— BEGIN DOCUMENT SEGMENT —

Sentiment Analysis on Tweets

Natural Language Processing (NLP) is a multidisciplinary research area which focuses on understanding, analyzing and generating human languages. Since natural languages are complex phenomena, NLP is a very rich field that try to solve many different tasks: from Speech Recognition to Sentiment Analysis, from Text Summarization to Machine Translation.

As part of Data Mining, Text Mining and Big Data Analytics exam, I performed a sentiment analysis on a large supervised dataset of tweets (Sentiment140 dataset).
Here you can find the notebook of this project, which is focused on exploring 3 different text representations (Bag-of-Words, TF-IDF and Word2Vec) and comparing 3 classification models (Multinomial Naive Bayes, Logistic Regression, Multi-layer Perceptron (MLP)).

You can directly run the notebook on Colab here.

In the following sections I briefly described some of the NLP techniques that I used

If you are interested, you can find a more extensive description, as well as the training configuration and the results, in this notebook.

— END DOCUMENT SEGMENT —
— BEGIN ENTRIES SUPPLIED —

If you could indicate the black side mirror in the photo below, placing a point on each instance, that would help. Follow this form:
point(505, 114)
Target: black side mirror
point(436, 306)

— END ENTRIES SUPPLIED —
— BEGIN ENTRIES SUPPLIED —

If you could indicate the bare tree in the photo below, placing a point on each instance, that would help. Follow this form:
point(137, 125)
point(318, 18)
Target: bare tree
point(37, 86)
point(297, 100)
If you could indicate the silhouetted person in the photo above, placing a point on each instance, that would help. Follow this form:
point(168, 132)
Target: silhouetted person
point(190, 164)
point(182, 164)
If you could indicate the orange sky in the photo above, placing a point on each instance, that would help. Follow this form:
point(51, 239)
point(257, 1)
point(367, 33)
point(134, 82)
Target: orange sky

— END ENTRIES SUPPLIED —
— BEGIN ENTRIES SUPPLIED —

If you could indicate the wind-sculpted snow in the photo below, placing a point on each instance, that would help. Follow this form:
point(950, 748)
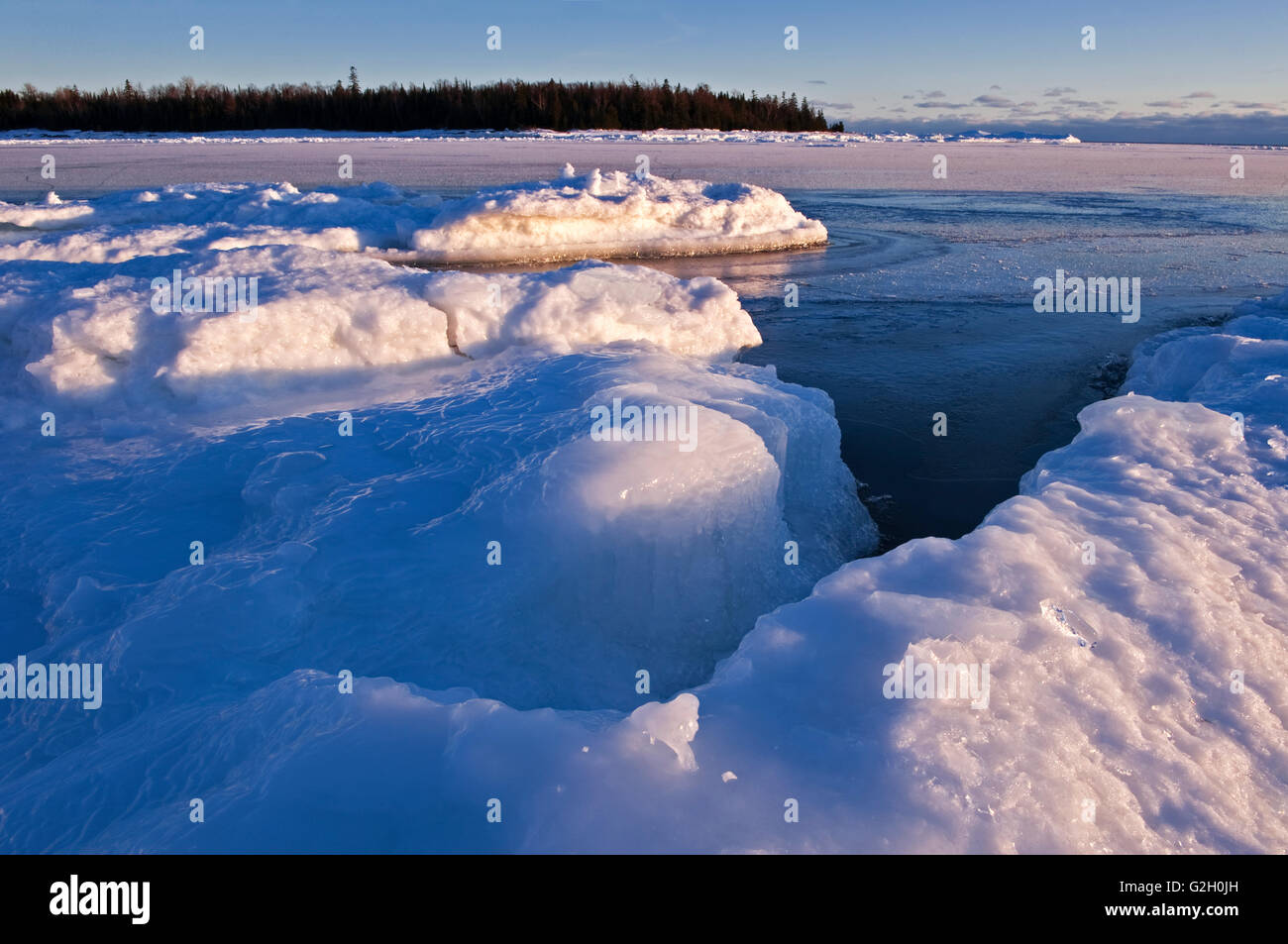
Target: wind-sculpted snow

— END ENTRIES SUPPLIED —

TO DO
A - Answer these questions about the sentiment analysis write-up, one per line:
(i) Which dataset of tweets was analyzed?
(ii) What three text representations does the notebook explore?
(iii) Where can the notebook be run directly?
B - Write out the sentiment analysis write-up from "You can directly" up to and including "in this notebook.".

RESULTS FOR EACH TASK
A -
(i) The Sentiment140 dataset
(ii) Bag-of-Words, TF-IDF and Word2Vec
(iii) On Colab

B -
You can directly run the notebook on Colab here.

In the following sections I briefly described some of the NLP techniques that I used

If you are interested, you can find a more extensive description, as well as the training configuration and the results, in this notebook.